* START Material shown *

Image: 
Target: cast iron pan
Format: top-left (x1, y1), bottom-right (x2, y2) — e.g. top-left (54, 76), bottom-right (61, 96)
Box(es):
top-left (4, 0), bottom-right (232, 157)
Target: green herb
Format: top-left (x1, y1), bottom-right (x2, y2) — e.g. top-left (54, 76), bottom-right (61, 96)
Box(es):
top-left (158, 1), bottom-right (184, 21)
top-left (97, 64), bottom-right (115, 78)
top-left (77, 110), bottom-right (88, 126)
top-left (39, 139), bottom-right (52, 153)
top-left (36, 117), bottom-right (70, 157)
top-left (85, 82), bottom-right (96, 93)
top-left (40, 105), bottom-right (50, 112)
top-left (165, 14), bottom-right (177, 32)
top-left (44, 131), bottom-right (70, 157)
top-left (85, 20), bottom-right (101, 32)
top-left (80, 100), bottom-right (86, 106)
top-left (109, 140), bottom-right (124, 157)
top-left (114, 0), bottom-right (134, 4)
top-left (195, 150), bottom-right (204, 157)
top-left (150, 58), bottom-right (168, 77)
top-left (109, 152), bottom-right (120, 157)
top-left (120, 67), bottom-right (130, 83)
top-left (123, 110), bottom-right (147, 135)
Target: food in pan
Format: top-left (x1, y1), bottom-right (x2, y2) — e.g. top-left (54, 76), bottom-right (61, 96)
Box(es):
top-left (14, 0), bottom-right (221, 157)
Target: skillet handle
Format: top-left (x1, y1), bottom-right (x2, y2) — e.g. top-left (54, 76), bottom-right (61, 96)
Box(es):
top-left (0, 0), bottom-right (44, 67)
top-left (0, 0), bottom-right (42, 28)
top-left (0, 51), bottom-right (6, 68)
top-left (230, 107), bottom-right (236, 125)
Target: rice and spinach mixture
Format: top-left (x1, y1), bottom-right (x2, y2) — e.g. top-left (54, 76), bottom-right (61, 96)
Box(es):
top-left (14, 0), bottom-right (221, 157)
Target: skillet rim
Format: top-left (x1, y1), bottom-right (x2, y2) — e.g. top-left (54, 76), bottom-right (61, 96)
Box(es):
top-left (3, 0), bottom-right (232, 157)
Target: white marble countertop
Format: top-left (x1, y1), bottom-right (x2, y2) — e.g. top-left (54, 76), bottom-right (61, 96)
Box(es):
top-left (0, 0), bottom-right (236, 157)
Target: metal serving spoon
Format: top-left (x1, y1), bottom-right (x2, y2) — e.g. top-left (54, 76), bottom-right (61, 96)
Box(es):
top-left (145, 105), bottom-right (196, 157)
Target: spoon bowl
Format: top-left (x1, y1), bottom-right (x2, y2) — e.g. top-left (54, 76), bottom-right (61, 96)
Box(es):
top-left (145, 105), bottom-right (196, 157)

* END Material shown *

▶ **Requirement**
Reproduce the material above with every "skillet" swapped for "frying pan", keeping everything else unchanged.

▶ **Output for this task**
Image: 
Target: cast iron pan
Format: top-left (x1, y1), bottom-right (x2, y2) — e.g. top-left (54, 76), bottom-right (61, 96)
Box(es):
top-left (4, 0), bottom-right (232, 157)
Target: green herb
Format: top-left (x1, y1), bottom-right (x2, y2) — e.g. top-left (54, 76), bottom-right (61, 96)
Box(es):
top-left (158, 1), bottom-right (184, 21)
top-left (97, 64), bottom-right (115, 78)
top-left (77, 110), bottom-right (88, 126)
top-left (39, 139), bottom-right (52, 153)
top-left (36, 117), bottom-right (70, 157)
top-left (85, 82), bottom-right (96, 93)
top-left (40, 105), bottom-right (50, 112)
top-left (165, 14), bottom-right (177, 32)
top-left (44, 131), bottom-right (70, 157)
top-left (85, 20), bottom-right (101, 32)
top-left (80, 100), bottom-right (86, 106)
top-left (109, 140), bottom-right (124, 157)
top-left (114, 0), bottom-right (134, 4)
top-left (195, 150), bottom-right (204, 157)
top-left (150, 58), bottom-right (168, 77)
top-left (109, 152), bottom-right (120, 157)
top-left (120, 67), bottom-right (130, 83)
top-left (123, 110), bottom-right (147, 135)
Target: food in pan
Format: top-left (x1, y1), bottom-right (x2, y2) — e.g. top-left (54, 76), bottom-right (61, 96)
Box(es):
top-left (14, 0), bottom-right (221, 157)
Target: frying pan handle
Format: top-left (x1, y1), bottom-right (x2, y2) — e.g. top-left (54, 76), bottom-right (61, 96)
Box(es):
top-left (0, 0), bottom-right (44, 67)
top-left (0, 0), bottom-right (42, 28)
top-left (0, 51), bottom-right (6, 68)
top-left (230, 107), bottom-right (236, 125)
Target: rice and spinach mixture
Format: top-left (x1, y1), bottom-right (x2, y2) — e.g. top-left (54, 76), bottom-right (61, 96)
Box(es):
top-left (14, 0), bottom-right (221, 157)
Target: frying pan rim
Format: top-left (x1, y1), bottom-right (x2, y2) — e.g. top-left (54, 76), bottom-right (61, 96)
Box(es):
top-left (3, 0), bottom-right (232, 157)
Target: white marble countertop
Format: top-left (x1, y1), bottom-right (x2, y2) — e.g. top-left (54, 76), bottom-right (61, 96)
Box(es):
top-left (0, 0), bottom-right (236, 157)
Target: metal serving spoon
Format: top-left (x1, y1), bottom-right (x2, y2) — e.g. top-left (54, 76), bottom-right (61, 96)
Box(es):
top-left (145, 105), bottom-right (196, 157)
Target: spoon bowl
Format: top-left (x1, y1), bottom-right (x2, y2) — e.g. top-left (54, 76), bottom-right (61, 96)
Box(es):
top-left (145, 105), bottom-right (196, 157)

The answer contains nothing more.